▶ [YOUR GOAL] From the records below, select every line that contains the word "siding" and copy each of those lines.

* BEGIN *

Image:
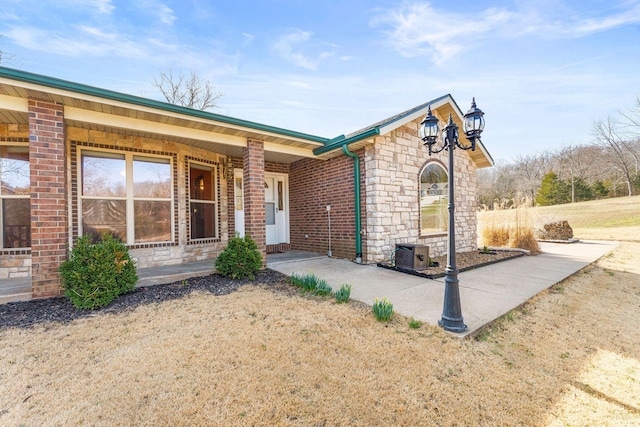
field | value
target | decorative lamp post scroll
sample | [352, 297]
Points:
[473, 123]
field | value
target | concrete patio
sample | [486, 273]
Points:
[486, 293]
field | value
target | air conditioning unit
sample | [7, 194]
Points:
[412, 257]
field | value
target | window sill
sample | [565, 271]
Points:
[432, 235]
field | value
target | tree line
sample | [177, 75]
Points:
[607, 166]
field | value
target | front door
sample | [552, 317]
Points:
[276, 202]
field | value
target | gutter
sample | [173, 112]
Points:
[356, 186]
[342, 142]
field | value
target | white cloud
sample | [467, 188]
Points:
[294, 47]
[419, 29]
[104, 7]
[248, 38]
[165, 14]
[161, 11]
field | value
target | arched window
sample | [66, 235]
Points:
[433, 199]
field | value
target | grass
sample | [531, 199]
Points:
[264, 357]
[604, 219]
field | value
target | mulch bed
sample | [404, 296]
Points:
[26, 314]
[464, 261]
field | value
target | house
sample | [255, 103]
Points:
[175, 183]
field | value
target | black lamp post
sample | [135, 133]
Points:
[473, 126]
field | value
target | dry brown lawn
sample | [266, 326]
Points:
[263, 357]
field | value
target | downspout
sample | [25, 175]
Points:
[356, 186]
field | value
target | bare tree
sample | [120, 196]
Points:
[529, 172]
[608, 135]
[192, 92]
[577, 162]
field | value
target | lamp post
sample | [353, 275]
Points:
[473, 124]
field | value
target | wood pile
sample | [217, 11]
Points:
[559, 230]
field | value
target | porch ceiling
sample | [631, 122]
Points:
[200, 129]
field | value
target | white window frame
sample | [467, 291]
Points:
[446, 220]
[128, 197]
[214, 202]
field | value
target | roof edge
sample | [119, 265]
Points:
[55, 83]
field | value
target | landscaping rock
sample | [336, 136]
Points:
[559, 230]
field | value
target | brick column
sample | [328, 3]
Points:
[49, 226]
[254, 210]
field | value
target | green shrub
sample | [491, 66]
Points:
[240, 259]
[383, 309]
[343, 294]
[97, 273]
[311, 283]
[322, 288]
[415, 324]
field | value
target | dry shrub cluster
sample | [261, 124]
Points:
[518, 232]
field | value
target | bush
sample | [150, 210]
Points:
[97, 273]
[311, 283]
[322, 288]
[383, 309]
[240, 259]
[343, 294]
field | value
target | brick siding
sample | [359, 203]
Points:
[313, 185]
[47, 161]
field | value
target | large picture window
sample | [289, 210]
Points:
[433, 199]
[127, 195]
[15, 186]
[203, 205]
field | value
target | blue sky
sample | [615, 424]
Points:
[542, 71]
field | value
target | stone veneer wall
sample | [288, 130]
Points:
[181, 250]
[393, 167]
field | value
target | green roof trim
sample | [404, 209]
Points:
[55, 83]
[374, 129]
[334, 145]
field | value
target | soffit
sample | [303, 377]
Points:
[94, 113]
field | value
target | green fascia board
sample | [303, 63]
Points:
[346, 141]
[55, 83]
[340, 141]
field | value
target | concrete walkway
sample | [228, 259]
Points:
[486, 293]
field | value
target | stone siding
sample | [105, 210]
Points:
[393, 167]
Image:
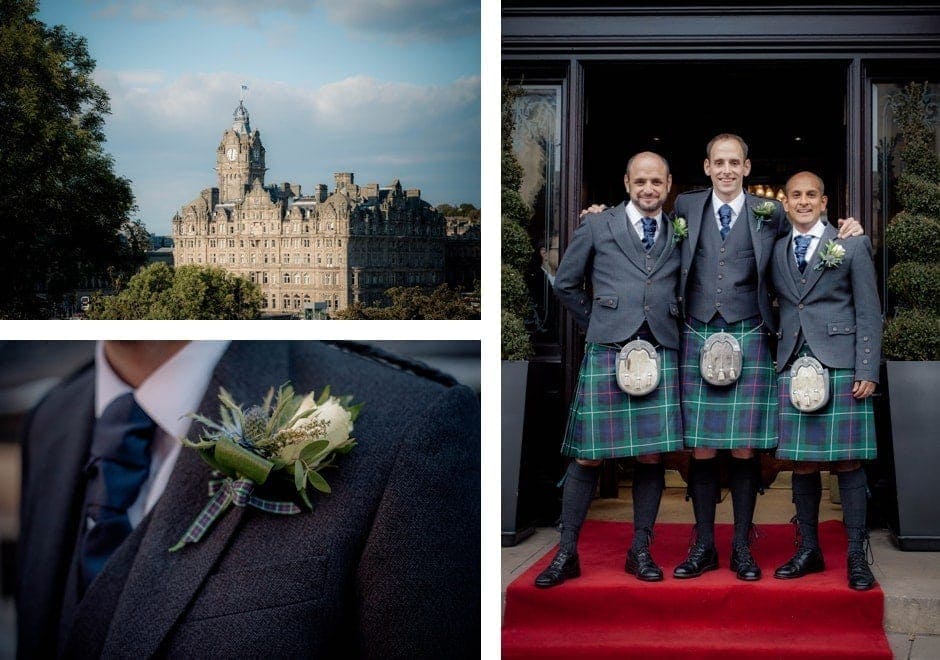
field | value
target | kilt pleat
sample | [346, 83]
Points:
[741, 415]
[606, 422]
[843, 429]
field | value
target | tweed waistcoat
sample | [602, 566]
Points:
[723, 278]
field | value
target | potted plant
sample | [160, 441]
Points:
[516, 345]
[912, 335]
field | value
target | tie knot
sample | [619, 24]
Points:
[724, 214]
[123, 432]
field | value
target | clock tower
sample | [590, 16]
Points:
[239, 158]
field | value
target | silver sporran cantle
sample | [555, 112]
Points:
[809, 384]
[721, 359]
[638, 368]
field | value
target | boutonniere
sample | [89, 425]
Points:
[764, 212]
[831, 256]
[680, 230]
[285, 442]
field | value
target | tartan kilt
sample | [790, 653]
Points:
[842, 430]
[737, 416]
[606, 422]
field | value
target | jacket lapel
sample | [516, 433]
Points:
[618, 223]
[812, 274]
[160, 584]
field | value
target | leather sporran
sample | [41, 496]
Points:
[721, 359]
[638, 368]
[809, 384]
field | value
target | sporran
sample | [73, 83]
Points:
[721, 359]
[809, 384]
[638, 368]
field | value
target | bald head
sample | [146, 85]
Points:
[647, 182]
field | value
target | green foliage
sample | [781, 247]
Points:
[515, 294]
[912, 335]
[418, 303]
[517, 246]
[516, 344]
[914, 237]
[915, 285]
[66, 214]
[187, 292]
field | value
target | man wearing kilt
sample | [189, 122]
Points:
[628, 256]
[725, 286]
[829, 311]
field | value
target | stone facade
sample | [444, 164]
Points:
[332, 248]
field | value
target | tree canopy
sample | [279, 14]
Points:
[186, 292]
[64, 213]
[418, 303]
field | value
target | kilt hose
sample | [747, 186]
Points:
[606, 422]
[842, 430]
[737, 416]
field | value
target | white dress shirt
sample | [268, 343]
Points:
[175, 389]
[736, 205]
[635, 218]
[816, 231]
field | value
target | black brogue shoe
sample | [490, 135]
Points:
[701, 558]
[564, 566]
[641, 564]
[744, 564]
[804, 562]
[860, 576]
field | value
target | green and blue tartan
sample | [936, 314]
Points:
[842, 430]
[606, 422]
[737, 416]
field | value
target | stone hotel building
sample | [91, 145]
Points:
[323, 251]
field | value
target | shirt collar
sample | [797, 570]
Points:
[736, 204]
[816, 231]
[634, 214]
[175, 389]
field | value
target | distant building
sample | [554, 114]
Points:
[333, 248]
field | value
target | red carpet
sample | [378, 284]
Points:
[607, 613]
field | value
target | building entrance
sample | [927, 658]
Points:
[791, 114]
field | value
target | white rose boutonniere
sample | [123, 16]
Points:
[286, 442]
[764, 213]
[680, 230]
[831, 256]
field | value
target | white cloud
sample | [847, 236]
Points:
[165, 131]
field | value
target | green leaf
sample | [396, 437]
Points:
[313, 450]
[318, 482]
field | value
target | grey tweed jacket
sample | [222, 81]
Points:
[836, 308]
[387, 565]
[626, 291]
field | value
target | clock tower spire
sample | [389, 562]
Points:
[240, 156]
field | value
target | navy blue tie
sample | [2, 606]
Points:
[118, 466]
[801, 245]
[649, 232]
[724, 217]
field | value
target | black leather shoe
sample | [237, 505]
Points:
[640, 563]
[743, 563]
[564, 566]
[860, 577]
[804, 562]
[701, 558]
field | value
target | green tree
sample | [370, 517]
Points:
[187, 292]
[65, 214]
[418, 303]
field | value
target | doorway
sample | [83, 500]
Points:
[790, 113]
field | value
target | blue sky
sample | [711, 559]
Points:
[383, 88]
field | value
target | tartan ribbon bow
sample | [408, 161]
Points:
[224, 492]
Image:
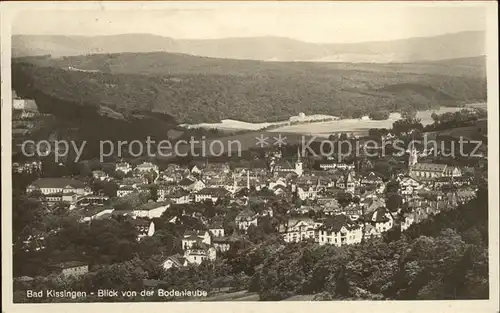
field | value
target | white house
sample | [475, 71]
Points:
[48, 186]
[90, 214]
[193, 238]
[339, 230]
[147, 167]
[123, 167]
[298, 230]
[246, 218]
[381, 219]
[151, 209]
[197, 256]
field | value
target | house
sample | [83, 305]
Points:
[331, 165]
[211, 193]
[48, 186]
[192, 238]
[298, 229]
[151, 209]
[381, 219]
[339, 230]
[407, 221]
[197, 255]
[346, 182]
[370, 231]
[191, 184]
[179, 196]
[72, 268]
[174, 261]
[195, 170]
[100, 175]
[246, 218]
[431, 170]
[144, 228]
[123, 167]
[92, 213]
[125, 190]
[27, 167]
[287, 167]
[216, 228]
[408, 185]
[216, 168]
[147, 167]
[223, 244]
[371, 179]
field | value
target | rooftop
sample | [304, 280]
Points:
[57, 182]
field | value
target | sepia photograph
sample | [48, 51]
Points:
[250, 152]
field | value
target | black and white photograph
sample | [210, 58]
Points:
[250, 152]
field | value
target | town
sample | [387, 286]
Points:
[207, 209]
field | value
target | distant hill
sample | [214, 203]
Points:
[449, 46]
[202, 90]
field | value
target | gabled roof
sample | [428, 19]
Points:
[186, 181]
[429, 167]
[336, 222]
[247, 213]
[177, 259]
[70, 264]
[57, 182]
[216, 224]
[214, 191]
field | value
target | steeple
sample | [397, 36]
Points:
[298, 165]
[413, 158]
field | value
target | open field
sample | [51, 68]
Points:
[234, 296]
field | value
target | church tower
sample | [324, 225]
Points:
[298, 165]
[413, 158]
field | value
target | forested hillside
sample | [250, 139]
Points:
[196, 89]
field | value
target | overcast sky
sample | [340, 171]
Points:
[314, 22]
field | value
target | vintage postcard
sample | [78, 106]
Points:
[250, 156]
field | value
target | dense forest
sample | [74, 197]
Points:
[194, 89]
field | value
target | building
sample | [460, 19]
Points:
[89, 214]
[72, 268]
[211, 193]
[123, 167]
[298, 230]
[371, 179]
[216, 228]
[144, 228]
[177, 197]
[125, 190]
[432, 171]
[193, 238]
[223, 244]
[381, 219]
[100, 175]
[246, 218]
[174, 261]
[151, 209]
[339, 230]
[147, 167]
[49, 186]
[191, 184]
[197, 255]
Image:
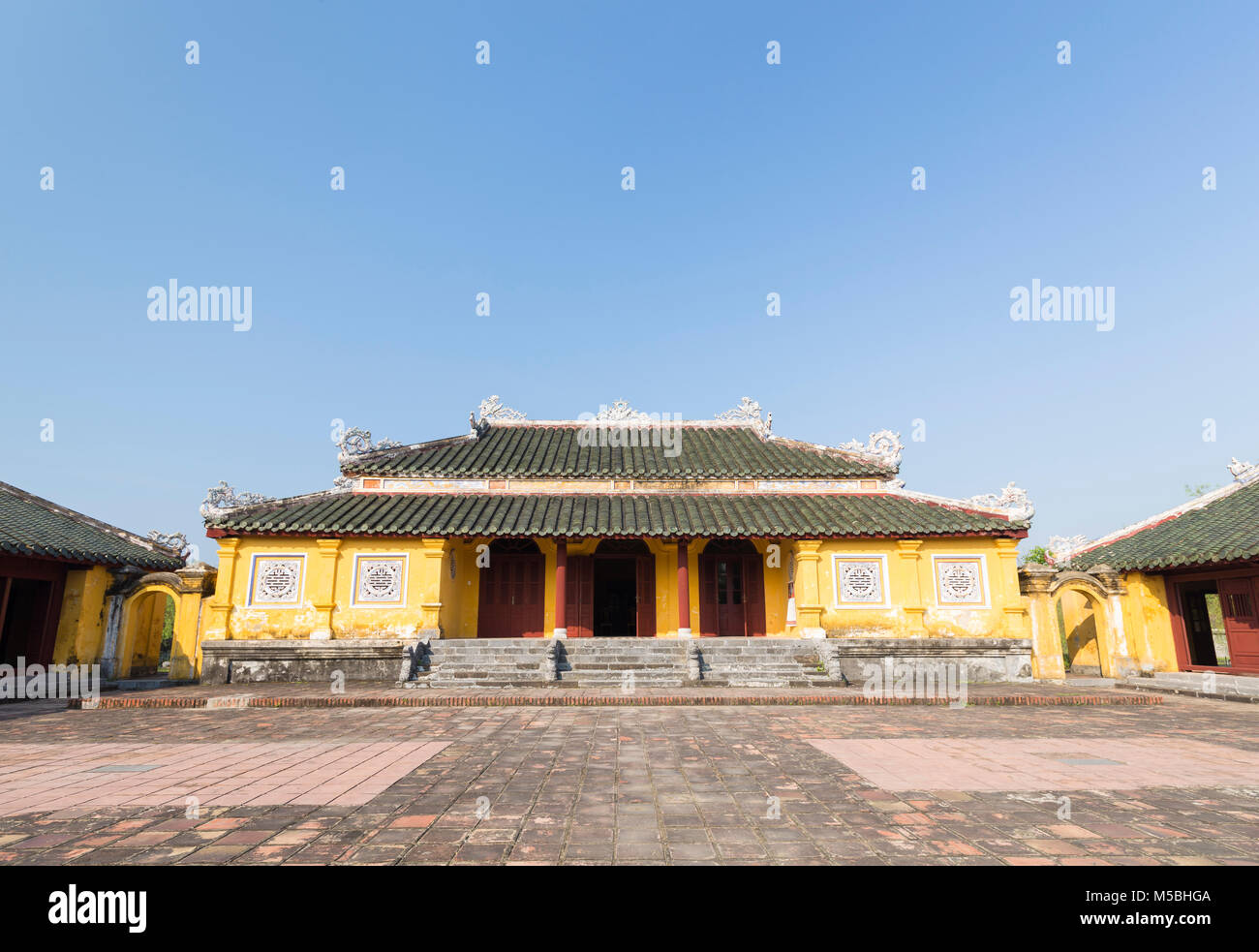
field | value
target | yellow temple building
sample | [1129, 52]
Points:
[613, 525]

* END *

▶ [TASK ANSWER]
target | brick siding
target | stone siding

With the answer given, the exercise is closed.